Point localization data
● ● ● ●

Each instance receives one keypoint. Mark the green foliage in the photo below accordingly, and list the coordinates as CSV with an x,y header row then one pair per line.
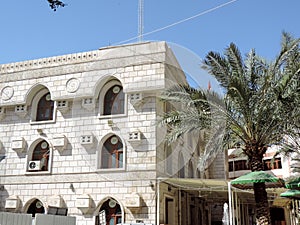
x,y
55,4
261,97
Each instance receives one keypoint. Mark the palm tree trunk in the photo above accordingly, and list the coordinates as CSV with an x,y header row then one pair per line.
x,y
261,197
262,206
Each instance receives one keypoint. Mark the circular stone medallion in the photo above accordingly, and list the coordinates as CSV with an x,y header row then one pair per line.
x,y
72,85
7,93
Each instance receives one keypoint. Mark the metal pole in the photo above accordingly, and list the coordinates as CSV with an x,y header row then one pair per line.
x,y
230,203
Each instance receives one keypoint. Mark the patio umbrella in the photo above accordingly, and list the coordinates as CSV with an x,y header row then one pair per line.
x,y
246,181
291,194
293,184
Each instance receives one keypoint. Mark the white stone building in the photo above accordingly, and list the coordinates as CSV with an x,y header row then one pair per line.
x,y
79,137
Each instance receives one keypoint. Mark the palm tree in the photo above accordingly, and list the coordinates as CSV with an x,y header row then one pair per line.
x,y
261,102
261,106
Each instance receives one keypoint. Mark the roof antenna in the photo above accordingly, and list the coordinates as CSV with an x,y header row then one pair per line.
x,y
141,20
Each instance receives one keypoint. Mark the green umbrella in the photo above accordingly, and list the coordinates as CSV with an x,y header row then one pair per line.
x,y
291,194
293,184
243,181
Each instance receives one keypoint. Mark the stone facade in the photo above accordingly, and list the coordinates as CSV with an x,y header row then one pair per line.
x,y
74,177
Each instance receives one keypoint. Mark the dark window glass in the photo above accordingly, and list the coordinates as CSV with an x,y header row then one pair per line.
x,y
114,101
112,212
41,153
112,153
45,108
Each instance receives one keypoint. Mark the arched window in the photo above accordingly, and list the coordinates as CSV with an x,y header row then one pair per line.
x,y
110,213
45,108
112,153
41,155
36,207
114,101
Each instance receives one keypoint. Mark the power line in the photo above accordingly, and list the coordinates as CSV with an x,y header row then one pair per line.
x,y
179,22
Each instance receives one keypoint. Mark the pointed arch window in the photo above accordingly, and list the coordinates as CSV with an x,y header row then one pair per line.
x,y
45,108
114,101
191,170
112,153
110,213
41,155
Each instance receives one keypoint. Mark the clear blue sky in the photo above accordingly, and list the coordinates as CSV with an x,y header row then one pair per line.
x,y
31,30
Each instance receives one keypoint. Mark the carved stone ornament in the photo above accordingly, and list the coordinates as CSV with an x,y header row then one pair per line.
x,y
72,85
7,93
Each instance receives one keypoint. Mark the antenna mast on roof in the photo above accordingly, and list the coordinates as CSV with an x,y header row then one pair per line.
x,y
141,20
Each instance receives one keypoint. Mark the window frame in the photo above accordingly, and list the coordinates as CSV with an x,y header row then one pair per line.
x,y
29,157
101,99
34,108
101,154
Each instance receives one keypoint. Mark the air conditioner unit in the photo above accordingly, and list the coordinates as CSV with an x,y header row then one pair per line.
x,y
34,165
136,99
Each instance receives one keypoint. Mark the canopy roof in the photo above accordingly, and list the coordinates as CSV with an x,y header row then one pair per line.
x,y
293,184
196,184
257,177
291,194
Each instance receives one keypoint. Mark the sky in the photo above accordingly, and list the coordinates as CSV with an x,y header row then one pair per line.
x,y
31,30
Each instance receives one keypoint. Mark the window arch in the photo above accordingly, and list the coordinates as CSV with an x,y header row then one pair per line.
x,y
112,154
39,159
114,101
110,213
45,108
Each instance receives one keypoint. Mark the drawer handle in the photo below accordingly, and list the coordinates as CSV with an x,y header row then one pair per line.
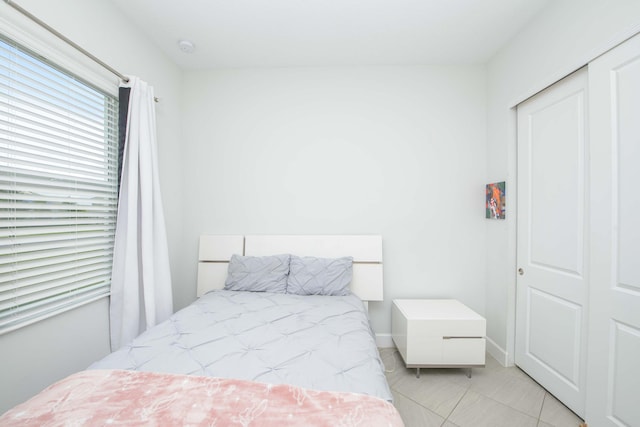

● ● ● ●

Exercise description: Set down each entry above exactly as it appears. Omit the pictures.

The answer:
Each instance receives one keypoint. Mark the green foliage in the photo below accordingly, and list the coordinates as CSV with an x,y header row then one pair per line.
x,y
55,4
261,97
Each instance receives one keypoint. Mark the palm tree trunk in the photo above accordingly, and list the coordinates as CSV with an x,y header row then one pair per line.
x,y
261,197
262,206
Each instance receives one keypoint. Mark the circular stone medallion in the photo above accordingly, and list the coordinates as CSV with an x,y header row then one pair per line.
x,y
72,85
7,93
Each instance receives one keypoint. Mark the metal pole in the photo above accordingly, and list the coordinates as CSV with an x,y header row then one pair per line.
x,y
230,203
Each instance receives one keypoint. Mark the patio umbrella in the photo above accordingly, and list the coordinates as CSV with an x,y header row then one pair per line.
x,y
246,181
291,194
293,184
Each instance receives one keypoint. Mark the white stone building in the photo above accordingly, and list the coordinates as CSV with an x,y header row then one pair per line.
x,y
79,137
Each instance receives one keypoint. Mark the palm tree in the photo above accordingly, and list the coordinates as CSV with an x,y header row then one pair per line.
x,y
261,102
261,106
Each instance receives one keypoint. Mark the roof antenna in the photo above accordingly, and list the coordinates as CSV with an x,y header row then one pair per line.
x,y
141,20
Each instance receives one keypoint. Mark the green umbrella in the photo above accordingly, and list the coordinates as CSV with an x,y header row then one pair per line.
x,y
291,194
293,184
243,181
Each instance receives one keypoint. Mark the stone facade in the photo above accordingly, and list the coordinates as CSV with an x,y header row then one pair per line.
x,y
74,177
Each instance receives one keypoint. Mark the dark window glass in the photo above accordingly, and list the coordinates as CSV with an x,y header row then one pair per line.
x,y
114,101
112,212
41,153
112,153
45,108
Each instance receives one keypoint. Mark the arched window in the photo above accordingly, and list the coordinates as CSV with an x,y header row then one pair per line.
x,y
110,213
45,108
112,153
41,155
36,207
114,101
Each instance receives one keypoint. Mark the power line in the photo above accordingly, and list the coordinates as CSV with an x,y header row then one pair per line.
x,y
179,22
Each instance receives one keypoint. Mark the pointed arch window in the photo above accordingly, and list the coordinates as CSV with an x,y header row then one pair per line.
x,y
45,108
114,101
191,170
112,153
110,213
41,155
Each instance receives one keypoint. Mark the clear blue sky in the photo above accordingly, and list the coordinates as CSV with an x,y header row then one pair per line.
x,y
31,30
Each instance receives one keypoint. Mark the carved stone ornament in the photo above accordingly, and list the coordinates as CSV with an x,y header row then one pair per line.
x,y
72,85
7,93
Each instance receives one keypoint. Mark the antenna mast on roof in the photo above accordingly, and list the coordinates as CSV with an x,y header row then one pair per line.
x,y
141,20
Each instance receives one keypoint. Mark the window frame in the photo above accordingly, and list the coordinates as CSV with an x,y header row then one pair per line.
x,y
29,157
101,99
34,108
101,154
Each instance receives one keypoint. Mark the air conditioner unit in the photo above accordingly, and list the coordinates as CSV with an x,y header row then one pair per line.
x,y
34,165
136,99
Each instance receives one keypoint. Mark the canopy roof in the photo above accordingly, and list the coordinates as CSV with an x,y header row then one pair per line.
x,y
293,184
196,184
257,177
291,194
Each instance receives one keypoint. Mark the sky in the photo above accordingly, and list the coordinates as CSV with an x,y header row then one pair per line.
x,y
31,30
Each instance receives one keypoint. Mark the window arch in the photo above accordingly, and list the coordinates as CSV with an x,y header row then one pair per line.
x,y
112,154
39,159
114,101
110,213
45,108
Each instance receives one keypoint. Mark the drawer handle in the photo below accordingly, and list the coordinates as CSV with an x,y header row then one pair per line.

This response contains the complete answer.